* **Exercise description**
Repeat every line of the records below word for word, but leave out the pictures.

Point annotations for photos
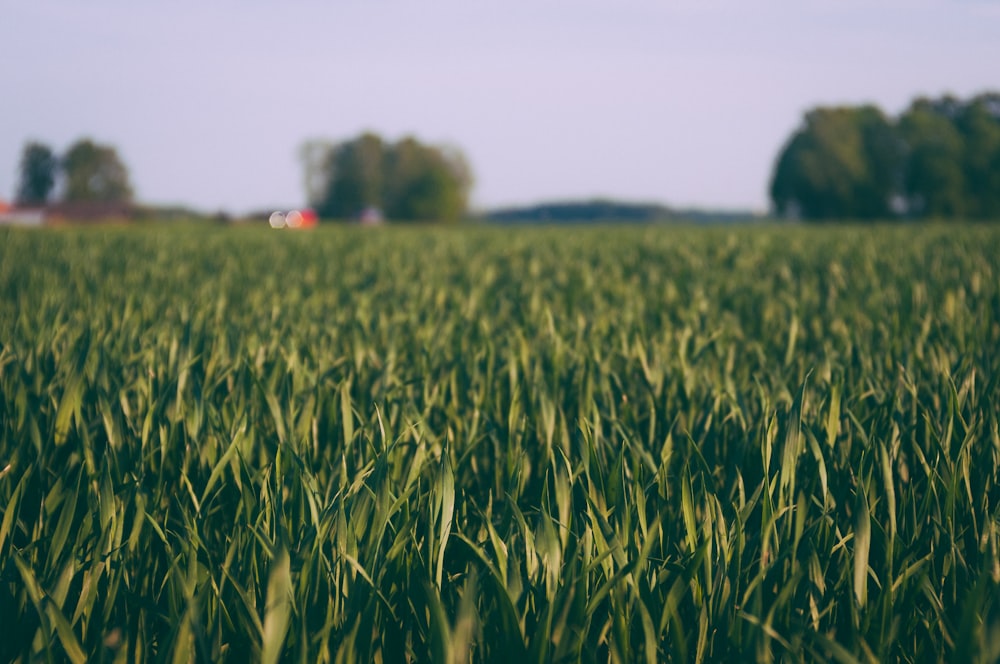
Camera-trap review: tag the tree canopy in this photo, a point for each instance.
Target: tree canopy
(405, 181)
(87, 173)
(940, 158)
(38, 169)
(95, 173)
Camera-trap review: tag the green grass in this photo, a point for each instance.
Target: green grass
(632, 444)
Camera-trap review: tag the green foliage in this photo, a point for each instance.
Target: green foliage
(38, 169)
(939, 159)
(95, 173)
(406, 180)
(840, 165)
(629, 444)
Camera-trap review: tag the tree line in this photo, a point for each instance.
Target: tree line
(940, 159)
(87, 172)
(404, 180)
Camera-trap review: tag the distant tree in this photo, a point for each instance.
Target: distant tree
(934, 182)
(38, 170)
(979, 125)
(355, 176)
(95, 172)
(841, 164)
(424, 183)
(406, 180)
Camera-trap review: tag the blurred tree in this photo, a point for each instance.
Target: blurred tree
(94, 172)
(979, 125)
(842, 163)
(406, 180)
(425, 183)
(38, 169)
(934, 183)
(313, 154)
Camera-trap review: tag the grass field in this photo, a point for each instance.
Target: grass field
(590, 444)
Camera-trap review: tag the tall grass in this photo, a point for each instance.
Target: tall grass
(618, 444)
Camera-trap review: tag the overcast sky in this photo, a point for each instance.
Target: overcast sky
(680, 102)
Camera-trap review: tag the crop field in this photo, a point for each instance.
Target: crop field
(478, 444)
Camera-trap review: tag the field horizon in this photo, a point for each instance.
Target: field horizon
(763, 442)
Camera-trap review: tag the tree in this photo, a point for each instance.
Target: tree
(38, 170)
(934, 183)
(354, 177)
(842, 163)
(406, 180)
(979, 125)
(95, 173)
(425, 183)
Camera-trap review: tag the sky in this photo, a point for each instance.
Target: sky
(685, 102)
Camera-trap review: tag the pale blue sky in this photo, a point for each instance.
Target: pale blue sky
(685, 103)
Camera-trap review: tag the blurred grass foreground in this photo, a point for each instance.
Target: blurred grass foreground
(417, 444)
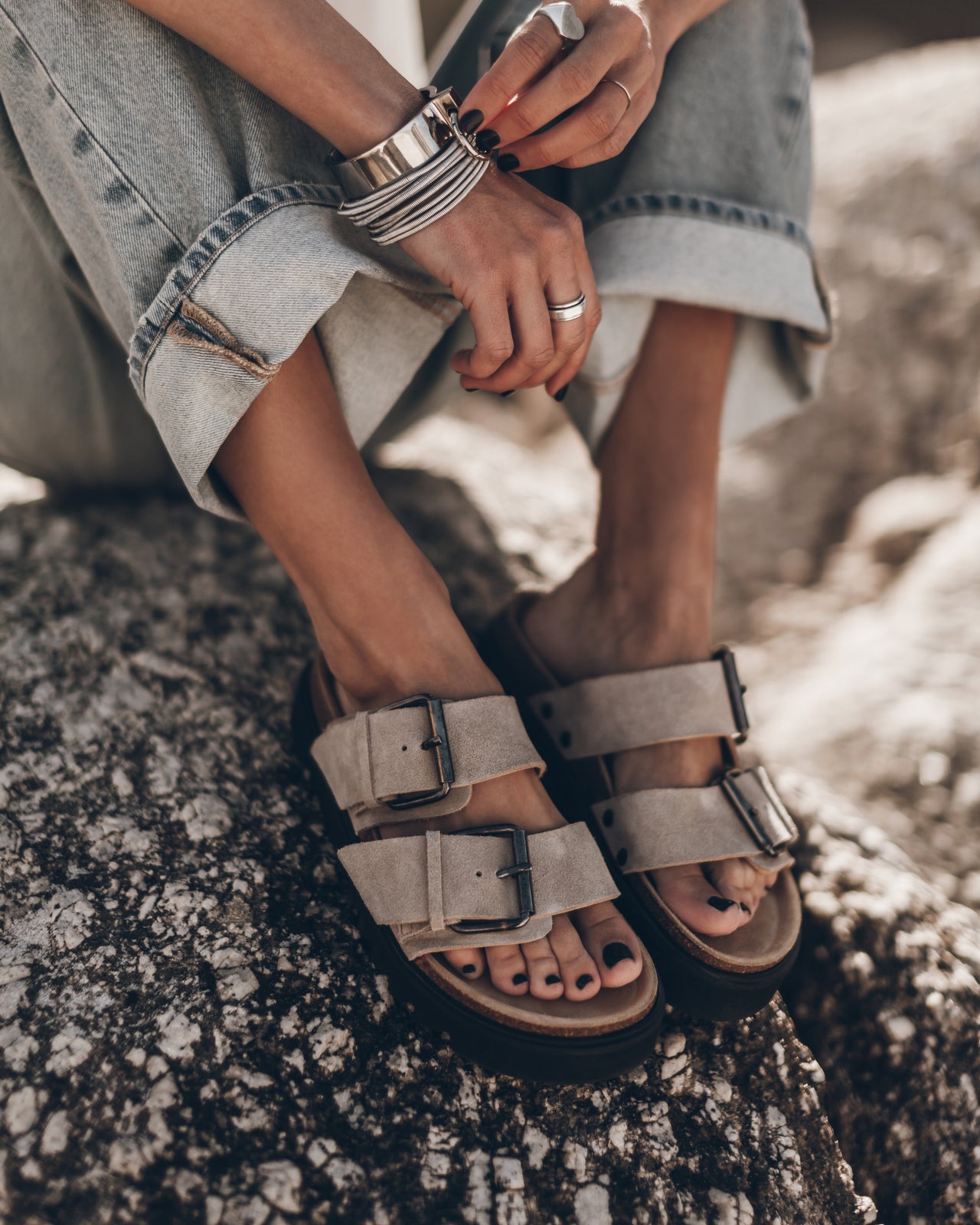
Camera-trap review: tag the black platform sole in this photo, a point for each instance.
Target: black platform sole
(691, 986)
(492, 1045)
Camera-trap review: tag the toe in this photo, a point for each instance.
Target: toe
(580, 974)
(610, 942)
(508, 972)
(467, 962)
(698, 902)
(543, 969)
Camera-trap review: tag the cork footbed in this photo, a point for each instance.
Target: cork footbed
(612, 1010)
(771, 934)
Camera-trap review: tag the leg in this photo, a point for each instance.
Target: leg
(645, 597)
(386, 628)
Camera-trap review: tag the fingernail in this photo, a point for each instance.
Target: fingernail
(616, 953)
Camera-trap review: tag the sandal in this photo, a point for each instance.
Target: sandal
(576, 728)
(493, 885)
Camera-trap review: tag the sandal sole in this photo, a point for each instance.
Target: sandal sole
(694, 988)
(483, 1041)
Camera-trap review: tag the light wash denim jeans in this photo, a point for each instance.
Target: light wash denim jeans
(156, 205)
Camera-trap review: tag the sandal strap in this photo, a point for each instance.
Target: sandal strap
(608, 714)
(490, 885)
(420, 757)
(739, 818)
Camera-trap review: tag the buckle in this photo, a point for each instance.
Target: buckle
(438, 740)
(771, 836)
(735, 692)
(521, 873)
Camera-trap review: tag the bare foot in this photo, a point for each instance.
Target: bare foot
(580, 635)
(585, 951)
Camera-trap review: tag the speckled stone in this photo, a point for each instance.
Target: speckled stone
(190, 1028)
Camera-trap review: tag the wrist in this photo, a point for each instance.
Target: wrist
(374, 119)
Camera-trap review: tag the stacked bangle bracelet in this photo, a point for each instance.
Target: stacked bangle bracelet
(416, 175)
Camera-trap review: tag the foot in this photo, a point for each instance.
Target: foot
(585, 951)
(581, 631)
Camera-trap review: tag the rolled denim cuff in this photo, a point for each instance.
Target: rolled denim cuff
(710, 254)
(242, 299)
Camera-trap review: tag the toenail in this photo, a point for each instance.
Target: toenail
(616, 953)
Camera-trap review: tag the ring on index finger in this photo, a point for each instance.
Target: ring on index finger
(565, 20)
(564, 312)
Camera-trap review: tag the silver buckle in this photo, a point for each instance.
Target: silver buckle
(773, 828)
(438, 740)
(520, 871)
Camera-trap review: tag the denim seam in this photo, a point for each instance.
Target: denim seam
(181, 281)
(675, 204)
(89, 132)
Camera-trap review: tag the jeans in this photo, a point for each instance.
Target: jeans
(158, 210)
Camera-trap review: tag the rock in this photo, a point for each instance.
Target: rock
(880, 696)
(253, 1066)
(191, 1026)
(900, 394)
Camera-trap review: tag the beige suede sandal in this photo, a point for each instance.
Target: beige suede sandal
(577, 727)
(494, 885)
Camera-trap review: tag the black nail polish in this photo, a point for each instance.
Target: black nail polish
(487, 140)
(616, 953)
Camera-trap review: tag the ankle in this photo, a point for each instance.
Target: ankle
(397, 637)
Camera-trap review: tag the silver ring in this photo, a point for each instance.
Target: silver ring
(564, 312)
(565, 20)
(612, 81)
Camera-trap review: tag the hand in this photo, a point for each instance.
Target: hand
(505, 251)
(532, 83)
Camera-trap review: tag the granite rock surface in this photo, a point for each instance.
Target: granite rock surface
(190, 1027)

* **Solved problem**
Camera-trap review: tag the tree canopy in this photo, a point for each instance.
Target: tree canopy
(405, 181)
(87, 173)
(940, 158)
(38, 169)
(95, 173)
Camera-trap review: tag the green grass in this photo, a point for each instance.
Target: green grass
(632, 444)
Camera-trap review: tag the green foliage in this photo, a point for each instance.
Target: green foliage
(38, 169)
(939, 159)
(95, 173)
(406, 180)
(840, 165)
(629, 444)
Camera-trap review: tag the tree line in this photo, a point for each instance.
Target: tree line
(940, 159)
(87, 172)
(404, 180)
Camera-trap review: tag the distant tree in this photo, a point for each instance.
Target: distant tree
(934, 182)
(38, 170)
(979, 125)
(355, 176)
(95, 172)
(841, 164)
(424, 183)
(406, 180)
Camera-trap review: tag the blurred tree in this photo, a point for each instance.
Target: blurred tree
(94, 172)
(979, 125)
(842, 163)
(406, 180)
(425, 183)
(38, 169)
(934, 183)
(313, 154)
Camera-trap review: tag the grass field in this photo, a point for each instance.
Target: grass field
(590, 444)
Camera-trap review: tag the tall grass in this photo, a point for each instance.
Target: tall grass
(618, 444)
Camera-trap review: tag the overcast sky in this photo, a point for each instance.
Target: overcast sky
(680, 102)
Camera-trap review: tag the crop field in this photo, a point for each instance.
Target: crop field
(478, 444)
Camera-trap review: tag the field horizon in this photo, a point for each instance.
Target: field horizon
(763, 442)
Camera-trap review: tag the tree in this photo, a point for each instance.
Target: tree
(38, 170)
(934, 183)
(354, 177)
(842, 163)
(406, 180)
(979, 125)
(95, 173)
(425, 183)
Camera-trap review: tag the sky in this photo, a point for each instance.
Target: sky
(685, 102)
Camera-trap review: tag the pale blue sky in this photo, a point for each instance.
Target: pale blue sky
(685, 103)
Camera-trap review: tag the blurred grass foreground in this photo, a point for each instance.
Target: blurred grass foreground
(417, 444)
Camera-trap review: tag the black platform sole in this photo, a point for each instance.
Target: black platform sole
(691, 986)
(492, 1045)
Camera-trap review: tag the toe in this photo, a point for each instance.
Target: toe
(580, 974)
(610, 942)
(508, 972)
(467, 962)
(698, 902)
(543, 969)
Camera-trap review: tag the cork footbed in this photo, a point for each instance.
Target: cork footbed
(612, 1010)
(771, 934)
Camera-trap review: tag the leg in this photo, a point for each instance.
Target: leg
(645, 597)
(386, 628)
Camera-trap review: tag the fingernail in this photo, a point for each instance.
Target: fingernail
(616, 953)
Camera-trap review: tag the sandal in this photo, a point for each instance.
Target: sandal
(576, 728)
(493, 885)
Camera-trap review: tag the sandal sole in this photo, a point for each instance.
Target: sandal sole
(694, 988)
(483, 1041)
Camera-trap review: tag the light wash denim jeans in this photo, a point for each instance.
Target: light wash denim jeans
(156, 205)
Camera-trap review: tag the sandal strap in this photo, a point for each instance.
Target: sandal strap
(608, 714)
(490, 885)
(420, 757)
(739, 818)
Camera-trap review: tag the buckle in this photo, a point for each instance.
Target: buckle
(438, 740)
(771, 836)
(735, 692)
(521, 873)
Camera-trap review: tag the bare foot in this photo, a point for each instance.
Target: bare foot
(580, 635)
(585, 951)
Camera-trap review: tag the speckled stone in this photo, a point for each instance.
Target: speckled stone
(190, 1028)
Camera-trap review: tag the wrist in this photo, a point for each instance.
Target: wrist
(374, 119)
Camera-trap review: tag the stacked bangle bracelet in this photo, a point for each instance.
Target: stacked bangle bracelet
(416, 175)
Camera-trap review: tag the foot in this photo, a point for each instance.
Target: foot
(585, 951)
(581, 631)
Camera-trap review: tag the rolled denim cuff in this photo, a point for each instance.
Target: rolled denim cuff
(710, 254)
(242, 299)
Camera-trap review: tag the toenail in this photo, a point for each instance.
Target: toenail
(616, 953)
Camera-trap review: tag the ring on index finger in this photo, a point for each instance.
Target: ring on index finger
(565, 20)
(564, 312)
Camera-trap review: tag the silver buckle in this photo, a point for each instance.
Target: silver buckle
(773, 828)
(438, 740)
(520, 871)
Camera-trap review: tag the denim seam in this photo, a point for each instance.
Target: denim seam
(181, 281)
(675, 204)
(89, 132)
Camera-trap review: tag the jeans in this photo, a point for each instance.
Target: jeans
(158, 210)
Camera-trap review: tag the rock in this photo, a point for each instance.
Target: rock
(880, 696)
(253, 1066)
(191, 1026)
(900, 394)
Camera-trap review: tag the beige suede sandal in this photo, a point for each instance.
Target: beige suede sandal
(577, 727)
(494, 885)
Camera-trap review: tag the black nail polish in this photo, a point for each instance.
Target: black nail polish
(487, 140)
(616, 953)
Camera-trap review: tag the ankle in this photo, a point for each instance.
Target: ankle
(397, 637)
Camera-trap review: tag the silver ring in this photo, a point for each instance.
Target: silver ring
(564, 312)
(565, 20)
(612, 81)
Camera-trap review: tag the hand in this photo, a point for each instance.
Target: hand
(505, 251)
(532, 83)
Camera-trap review: tag the granite rock surface in this photo, a point for each instance.
Target: granite rock surface
(190, 1027)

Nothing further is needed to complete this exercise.